● **EXTRACTED ENTRIES**:
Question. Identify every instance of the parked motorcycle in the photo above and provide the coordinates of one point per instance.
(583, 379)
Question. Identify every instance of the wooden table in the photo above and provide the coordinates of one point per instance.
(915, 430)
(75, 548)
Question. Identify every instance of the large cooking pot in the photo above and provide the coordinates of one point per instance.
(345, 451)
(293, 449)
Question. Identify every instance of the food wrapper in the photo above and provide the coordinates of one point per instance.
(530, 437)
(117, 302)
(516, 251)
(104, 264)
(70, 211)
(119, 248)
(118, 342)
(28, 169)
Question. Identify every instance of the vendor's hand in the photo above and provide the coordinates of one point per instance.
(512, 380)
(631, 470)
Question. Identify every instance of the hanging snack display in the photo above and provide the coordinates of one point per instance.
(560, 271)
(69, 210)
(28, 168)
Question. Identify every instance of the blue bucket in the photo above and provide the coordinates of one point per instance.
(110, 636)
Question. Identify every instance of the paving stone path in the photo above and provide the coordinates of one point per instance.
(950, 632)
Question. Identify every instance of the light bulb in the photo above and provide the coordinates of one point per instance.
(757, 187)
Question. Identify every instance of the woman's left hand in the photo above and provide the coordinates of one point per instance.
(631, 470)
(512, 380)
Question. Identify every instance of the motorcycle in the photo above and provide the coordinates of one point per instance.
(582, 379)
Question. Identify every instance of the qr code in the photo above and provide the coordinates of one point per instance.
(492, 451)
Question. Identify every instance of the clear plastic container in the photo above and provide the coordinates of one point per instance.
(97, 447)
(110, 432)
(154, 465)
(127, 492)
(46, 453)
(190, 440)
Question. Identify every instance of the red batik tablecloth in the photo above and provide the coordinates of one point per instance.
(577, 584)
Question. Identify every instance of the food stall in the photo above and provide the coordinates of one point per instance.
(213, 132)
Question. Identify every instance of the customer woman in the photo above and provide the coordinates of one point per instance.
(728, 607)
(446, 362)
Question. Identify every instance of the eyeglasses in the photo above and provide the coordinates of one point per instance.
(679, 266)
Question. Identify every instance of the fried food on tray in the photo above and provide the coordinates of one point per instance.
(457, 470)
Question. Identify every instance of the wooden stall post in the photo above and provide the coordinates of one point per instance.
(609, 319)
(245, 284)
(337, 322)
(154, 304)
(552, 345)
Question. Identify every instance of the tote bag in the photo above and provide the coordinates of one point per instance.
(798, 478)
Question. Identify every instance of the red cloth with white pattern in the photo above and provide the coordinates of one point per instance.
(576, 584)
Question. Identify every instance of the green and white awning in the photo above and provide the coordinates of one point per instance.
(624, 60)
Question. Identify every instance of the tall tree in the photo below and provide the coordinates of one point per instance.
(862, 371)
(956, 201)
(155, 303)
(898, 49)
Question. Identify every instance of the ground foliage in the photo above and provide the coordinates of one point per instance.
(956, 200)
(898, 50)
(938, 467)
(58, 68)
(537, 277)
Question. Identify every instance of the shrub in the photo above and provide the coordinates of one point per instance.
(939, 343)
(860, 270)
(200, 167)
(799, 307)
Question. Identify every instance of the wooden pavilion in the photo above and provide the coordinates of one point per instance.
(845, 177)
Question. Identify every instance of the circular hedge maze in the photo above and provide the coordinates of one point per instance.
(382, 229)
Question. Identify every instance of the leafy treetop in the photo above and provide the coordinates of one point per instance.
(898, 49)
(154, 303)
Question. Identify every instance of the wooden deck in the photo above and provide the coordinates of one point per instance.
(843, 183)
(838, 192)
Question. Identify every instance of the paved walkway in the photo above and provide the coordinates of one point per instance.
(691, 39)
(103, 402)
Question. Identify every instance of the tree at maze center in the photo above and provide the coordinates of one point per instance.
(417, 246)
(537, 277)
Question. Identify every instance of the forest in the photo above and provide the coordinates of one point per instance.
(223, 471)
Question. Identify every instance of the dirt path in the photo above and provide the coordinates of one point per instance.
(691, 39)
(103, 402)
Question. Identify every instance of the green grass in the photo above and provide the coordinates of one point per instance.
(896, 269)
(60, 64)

● **PROBLEM REQUIREMENTS**:
In full and without error, transcribe each of the entries.

● **RESULT OF THE TASK**:
Question. Identify every instance of the parked motorcycle in the photo above and provide the coordinates of one point per instance.
(583, 379)
Question. Identify every instance of the wooden table in the photo above and provide the coordinates of one point per instance.
(915, 430)
(75, 548)
Question. Identify every instance of the large cooking pot in the photo above and provide the coordinates of one point per instance.
(345, 451)
(293, 449)
Question. Identify every instance of the food wrapper in the photo above and provide the coordinates of one point per instance.
(530, 437)
(117, 302)
(516, 251)
(104, 264)
(70, 211)
(119, 248)
(118, 342)
(28, 169)
Question. Identify every instance of the vendor's hand in the photo above and provide the coordinates of one point per instance.
(512, 380)
(631, 470)
Question. Identify every instance of the hanging snack display in the photo above and provide the coordinates of one point per instance.
(560, 271)
(69, 210)
(28, 168)
Question. Identify every instance of the blue bucket in the photo above and provide the coordinates of one point per instance.
(110, 636)
Question. Identify every instance of the paving stone path in the photo above and provide the coordinates of one point per instance.
(950, 632)
Question. Identify every instance of the light bulb in the photo above and provide the coordinates of one point per instance.
(757, 187)
Question. Identify every instance of the woman's left hand in the photo above and provide the coordinates of one point per instance.
(631, 470)
(512, 380)
Question. Identify every instance of the motorcycle in the photo above and provide the coordinates of one point per instance.
(582, 379)
Question. Identify every instance of the qr code in the photo above and provide the coordinates of one point per instance.
(492, 451)
Question. Identify every instance of the clear plastic container in the photo above and provide the coordinates of one point per instance.
(97, 447)
(110, 432)
(154, 465)
(127, 492)
(46, 453)
(190, 440)
Question. Identify every instance of the red batik tablecloth in the photo above and provide the coordinates of one point per instance.
(577, 584)
Question. Identify every instance of the food stall in the photo above and provide the coordinates of one point per instance.
(213, 132)
Question. Identify every instance of the customer woman in the photo above and provide the coordinates of one point per instance.
(728, 607)
(446, 362)
Question. Identify every instance of the eyeglasses in the photo above and provide the coordinates of one point per instance.
(679, 266)
Question. Identify every instance of the fried food on tray in the photo above and provide the coordinates of one point per instance.
(457, 470)
Question. Identify every instance of the wooden stall post in the photo above and provide the coordinates of one point per instance.
(609, 319)
(245, 284)
(337, 322)
(154, 304)
(552, 345)
Question. Identify every instance of the tote bag in the photo above and provide the coordinates of one point per instance.
(798, 478)
Question. Identify every instance of the red cloth with white pattern in the photo above and provide the coordinates of one point per instance.
(576, 584)
Question. Identify every instance of the green and white awning in the photo above and provide the coordinates of one point per instance.
(624, 60)
Question. Identify every instance of the tall tree in the photo below and provide the coordinates of one point per instance.
(862, 371)
(956, 201)
(155, 303)
(898, 49)
Question. Identify every instance of the ground foliage in the photo above and provide the coordinates of one point per instance.
(956, 200)
(898, 50)
(938, 467)
(58, 68)
(537, 277)
Question. Identify every instance of the shrub in the photo above and provide the coordinates of one point per instance.
(939, 343)
(860, 270)
(200, 167)
(799, 307)
Question. Identify every instance of the wooden pavilion in the photo above and provide the coordinates of one point per instance.
(845, 177)
Question. Identify every instance of the circular hedge maze in the photo above and provide the coordinates of one point per instance.
(382, 229)
Question. Identify every instance of the leafy treetop in the photo above and provide the coordinates of one point per instance.
(898, 49)
(154, 303)
Question. Identify every instance of the wooden deck in the photo above and provide the coordinates of one point per instance.
(843, 183)
(838, 192)
Question. Identify every instance of the paved walkway in the photo above and provide the coordinates of one point per instance.
(691, 39)
(103, 402)
Question. Identify every instance of the tree at maze center in the photo above and provide the coordinates of one point per instance.
(417, 246)
(537, 277)
Question. Identify every instance of the forest in the photo above and provide the coordinates of one point per instance.
(223, 471)
Question. Identify every instance of the dirt path in the photo above and provide the coordinates of one point per instance.
(691, 39)
(103, 402)
Question. Identify every instance of the green grass in the photo above and provide the coordinates of one point per instance.
(896, 269)
(60, 64)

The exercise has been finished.